### Records from a data source

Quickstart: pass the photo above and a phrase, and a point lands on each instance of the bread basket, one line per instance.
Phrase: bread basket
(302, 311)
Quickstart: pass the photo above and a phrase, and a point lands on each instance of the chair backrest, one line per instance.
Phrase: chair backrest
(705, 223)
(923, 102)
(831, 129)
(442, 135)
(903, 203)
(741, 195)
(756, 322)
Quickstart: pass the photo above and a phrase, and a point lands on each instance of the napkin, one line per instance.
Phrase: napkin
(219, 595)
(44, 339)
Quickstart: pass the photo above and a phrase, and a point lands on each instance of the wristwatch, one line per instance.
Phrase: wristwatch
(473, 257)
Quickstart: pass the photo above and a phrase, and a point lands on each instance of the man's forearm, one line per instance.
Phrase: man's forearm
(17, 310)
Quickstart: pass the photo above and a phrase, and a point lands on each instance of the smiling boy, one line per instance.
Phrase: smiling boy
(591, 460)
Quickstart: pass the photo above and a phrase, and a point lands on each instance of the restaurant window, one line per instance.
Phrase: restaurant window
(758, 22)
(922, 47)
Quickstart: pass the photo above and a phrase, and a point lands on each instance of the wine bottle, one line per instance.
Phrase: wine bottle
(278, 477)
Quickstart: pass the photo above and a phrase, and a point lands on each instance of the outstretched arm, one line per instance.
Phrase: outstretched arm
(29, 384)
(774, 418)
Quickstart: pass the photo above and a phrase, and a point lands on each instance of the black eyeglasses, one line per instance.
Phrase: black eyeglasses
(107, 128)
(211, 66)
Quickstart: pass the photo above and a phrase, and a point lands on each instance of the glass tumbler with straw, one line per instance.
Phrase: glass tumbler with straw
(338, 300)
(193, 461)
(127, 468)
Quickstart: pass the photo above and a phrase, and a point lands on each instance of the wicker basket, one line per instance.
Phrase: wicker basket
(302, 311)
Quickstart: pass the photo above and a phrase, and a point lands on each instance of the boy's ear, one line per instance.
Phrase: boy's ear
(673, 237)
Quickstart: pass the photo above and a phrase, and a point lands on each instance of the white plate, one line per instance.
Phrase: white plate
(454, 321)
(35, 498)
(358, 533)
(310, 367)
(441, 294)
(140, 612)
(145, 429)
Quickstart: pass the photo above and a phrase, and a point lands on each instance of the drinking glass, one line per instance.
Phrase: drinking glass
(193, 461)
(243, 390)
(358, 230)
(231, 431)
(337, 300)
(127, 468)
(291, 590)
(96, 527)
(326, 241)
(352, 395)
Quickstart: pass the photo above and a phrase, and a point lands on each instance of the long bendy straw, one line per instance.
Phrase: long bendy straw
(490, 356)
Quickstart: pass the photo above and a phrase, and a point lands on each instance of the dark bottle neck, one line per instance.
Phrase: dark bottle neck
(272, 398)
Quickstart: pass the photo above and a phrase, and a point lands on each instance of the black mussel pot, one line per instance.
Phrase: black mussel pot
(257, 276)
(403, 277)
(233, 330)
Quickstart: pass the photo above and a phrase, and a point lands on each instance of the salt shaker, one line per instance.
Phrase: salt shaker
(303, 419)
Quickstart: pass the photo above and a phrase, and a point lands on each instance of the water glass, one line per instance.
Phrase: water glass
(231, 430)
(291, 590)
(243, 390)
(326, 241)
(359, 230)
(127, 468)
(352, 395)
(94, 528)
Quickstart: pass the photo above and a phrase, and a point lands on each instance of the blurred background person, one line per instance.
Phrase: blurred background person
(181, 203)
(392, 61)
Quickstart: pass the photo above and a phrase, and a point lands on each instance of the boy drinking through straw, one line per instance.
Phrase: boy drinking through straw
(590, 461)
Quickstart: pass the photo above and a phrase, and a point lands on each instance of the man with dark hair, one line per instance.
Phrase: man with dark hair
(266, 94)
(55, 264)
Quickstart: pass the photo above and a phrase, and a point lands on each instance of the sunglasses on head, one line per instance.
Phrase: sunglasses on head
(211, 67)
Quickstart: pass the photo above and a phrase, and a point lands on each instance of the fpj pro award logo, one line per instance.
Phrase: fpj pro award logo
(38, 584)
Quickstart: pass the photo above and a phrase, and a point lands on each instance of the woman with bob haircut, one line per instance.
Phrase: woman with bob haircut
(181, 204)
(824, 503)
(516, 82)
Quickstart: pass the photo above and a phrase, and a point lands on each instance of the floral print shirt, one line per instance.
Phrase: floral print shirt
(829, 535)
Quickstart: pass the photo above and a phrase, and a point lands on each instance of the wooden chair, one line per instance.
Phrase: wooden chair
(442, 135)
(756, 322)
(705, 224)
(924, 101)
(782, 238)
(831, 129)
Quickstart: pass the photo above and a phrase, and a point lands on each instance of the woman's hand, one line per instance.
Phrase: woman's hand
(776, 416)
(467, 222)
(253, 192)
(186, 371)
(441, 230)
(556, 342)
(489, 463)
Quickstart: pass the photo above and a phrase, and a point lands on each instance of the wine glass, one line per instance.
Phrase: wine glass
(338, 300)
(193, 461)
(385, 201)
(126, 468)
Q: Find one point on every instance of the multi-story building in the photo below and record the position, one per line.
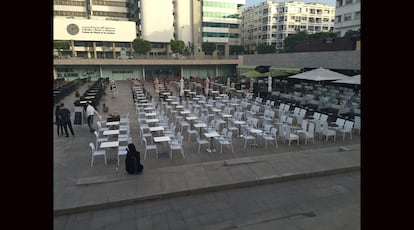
(221, 23)
(271, 22)
(159, 22)
(96, 28)
(347, 16)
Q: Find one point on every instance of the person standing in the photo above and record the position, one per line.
(58, 121)
(64, 115)
(133, 160)
(90, 111)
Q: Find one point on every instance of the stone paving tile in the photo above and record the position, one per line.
(72, 163)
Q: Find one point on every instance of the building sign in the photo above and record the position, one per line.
(93, 30)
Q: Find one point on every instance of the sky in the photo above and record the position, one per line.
(255, 2)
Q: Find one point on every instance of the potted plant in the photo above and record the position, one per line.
(105, 108)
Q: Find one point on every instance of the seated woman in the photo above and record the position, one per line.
(133, 160)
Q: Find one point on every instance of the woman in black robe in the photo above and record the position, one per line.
(133, 160)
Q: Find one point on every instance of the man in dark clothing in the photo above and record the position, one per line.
(58, 121)
(133, 160)
(64, 115)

### EXERCISE REQUIREMENTS
Each entry above has to be set down again verbatim, except for its pictures.

### REPLY
Quickstart: pass the photo above and a phrase, and a point lands on each instance of the bread basket, one line per instance.
Phrase: bread basket
(302, 311)
Quickstart: pass the photo above and a phrase, and a point lands on each instance of the chair backrest, one line per instance.
Phrase: chair backrest
(705, 223)
(923, 102)
(831, 129)
(442, 135)
(903, 203)
(741, 195)
(756, 322)
Quickstart: pass the photo above and a phrase, and a point lands on each instance of the napkin, one line per instance.
Phrase: napkin
(219, 595)
(44, 339)
Quickstart: pass the photo above and a phrase, and a point lands on each instance of the wristwatch, one line per instance.
Phrase: wristwatch
(473, 257)
Quickstart: pass the photo above and a phrase, and a point lands on each instance of the man's forearm, one line per instance.
Phrase: man's forearm
(17, 310)
Quickstart: pass the photo above and a phrase, and a point lands on each instance of the smiling boy, one line per instance.
Phrase: smiling boy
(591, 460)
Quickstart: pass the photo above and a phrase, and a point lands on each instance of the restaurant window, one line per instance.
Phrase: restaurant window
(758, 22)
(922, 47)
Quickstart: pass the photo above and a phrase, and a point lands on each instance of the wine bottle, one line per instance.
Phrase: wine bottle
(278, 477)
Quickstart: pass the photo above and a phrase, and a point lands on each instance of the outstretched arm, one line per instance.
Phrase: outstretched arm
(29, 384)
(774, 418)
Quickstart: pass the photo above and a phrase, and a point lands on each instance of the black eyeglasses, one line per instance.
Phrase: black eyeglasses
(107, 128)
(211, 66)
Quickstart: pass the photo above and a phrase, and a point lands on each instance of the glass tumbler with straw, one line per instance.
Phrase: glass tumbler with straw
(338, 300)
(193, 461)
(127, 468)
Quickstart: pass the photo above and a phrase, and a point lands on each instance of the wicker basket, one line per instance.
Phrase: wicker basket
(302, 311)
Quickstart: pass the photo above and a phrase, and a point lands on each instance of the boy's ear, one line per instance.
Phrase: boy's ear
(673, 237)
Quickstart: pass the photo above and a phrase, and a point lands on each instance of the white plate, one line per instance.
Phrase: white plate
(454, 321)
(35, 498)
(358, 533)
(310, 367)
(441, 294)
(140, 612)
(145, 429)
Quickstart: pass the photo above and a phrase, and a point lands on each instance of the drinking glass, one line per instance.
Phrase: drinking glass
(193, 461)
(243, 390)
(358, 230)
(231, 431)
(337, 300)
(127, 468)
(291, 590)
(96, 527)
(326, 241)
(352, 395)
Quickstart: pass the photo above and a phrase, and a point lands on each instance of the long bendy straw, one line per instance.
Phrase: long bendy straw
(490, 356)
Quickstart: pass the photo above and a phrase, and a point lands on each instance of the dark bottle neck, one line per instance.
Phrase: dark bottle neck
(272, 398)
Quickstart: pass the photo above and a phrase, and a point lands on each instance of the black mussel pot, one line per instance.
Phrase: black mussel pot
(257, 276)
(403, 277)
(233, 330)
Quickstart: pass the photo above and a phrase, and a point lands on each instance of the salt shaker, one line per instance.
Phrase: salt shaker
(303, 419)
Quickstart: pass the photo above and a phrase, and a point lands on each instance of the water glass, one line per instance.
Phrase: water glass
(231, 430)
(291, 590)
(243, 390)
(326, 241)
(359, 230)
(127, 468)
(352, 395)
(94, 528)
Quickstart: pass the photo above and a phrase, and a point lands on each instance of the blurred background person, one line per instance.
Phrase: blurred background person
(181, 203)
(392, 61)
Quickstart: pass the photo above and a phrase, and a point lands on each instance of the boy drinking through straw, one line per instance.
Phrase: boy drinking through straw
(590, 461)
Quickstart: pass the photo above and a phrase, and a point lands on each instance of the man with dark hair, one line per instance.
Phrase: man with dark hair
(266, 94)
(55, 264)
Quickstart: pass the photo above and a phrase, and a point lands on each instance of the sunglasses on head, one line per instance.
Phrase: sunglasses on head
(211, 67)
Quickstart: pass the photo above and a phrase, and a point lands on each instance of the fpj pro award logo, one line per instance.
Phrase: fpj pro award logo
(38, 584)
Quickstart: pass the photo above and a phrase, and a point lands on each instance of the woman with bob haircut, one line per instance.
Phrase: woman with bob haircut
(181, 204)
(824, 503)
(516, 82)
Quickstart: pass the photo above and a phrase, and a point lands on each instance of the floral print shirt, one line per instance.
Phrase: floral print shirt
(829, 535)
Quickstart: pass the photo above and a phrase, and a point lands on each instance of the wooden chair, one line per instance.
Phrase: wooden chair
(442, 135)
(756, 322)
(705, 224)
(924, 101)
(782, 238)
(831, 129)
Quickstart: pass the photo above and a phrase, and a point lands on each instance of the woman's hand, one line per instance.
Phrase: woman's hand
(776, 416)
(467, 222)
(253, 192)
(186, 371)
(441, 230)
(556, 342)
(489, 463)
Quickstart: pass the photo above and a phrase, and a point lands on each instance of the wine glass, one line per instance.
Phrase: wine glass
(338, 300)
(193, 461)
(385, 201)
(126, 468)
Q: Find one point on every instance of the multi-story building in the photo below and record the position, one per line.
(221, 23)
(271, 22)
(159, 22)
(96, 28)
(347, 16)
Q: Find one point on every instance of the person standing in the photo above and record the position, one per line.
(58, 121)
(64, 115)
(133, 160)
(90, 111)
Q: Find one point on every instance of the stone paving tile in the photo above and record the position, one per line.
(72, 163)
Q: Find one point on every instance of the building sign in the photo above and record the position, one per line.
(93, 30)
Q: Find one point on every instance of the sky in the photo above and record the position, one per line.
(255, 2)
Q: Find one point on every instance of the potted plant in the photo above and record the position, one per line.
(105, 108)
Q: Find one point on every instance of the seated woman in the photo above and record the position, one per line.
(133, 160)
Q: Find one point on every instance of the woman in black robe in the photo above and record the position, one per line.
(133, 160)
Q: Find one point on every instance of the man in dark clothing in the photo above and record the position, one per line.
(58, 121)
(133, 160)
(64, 115)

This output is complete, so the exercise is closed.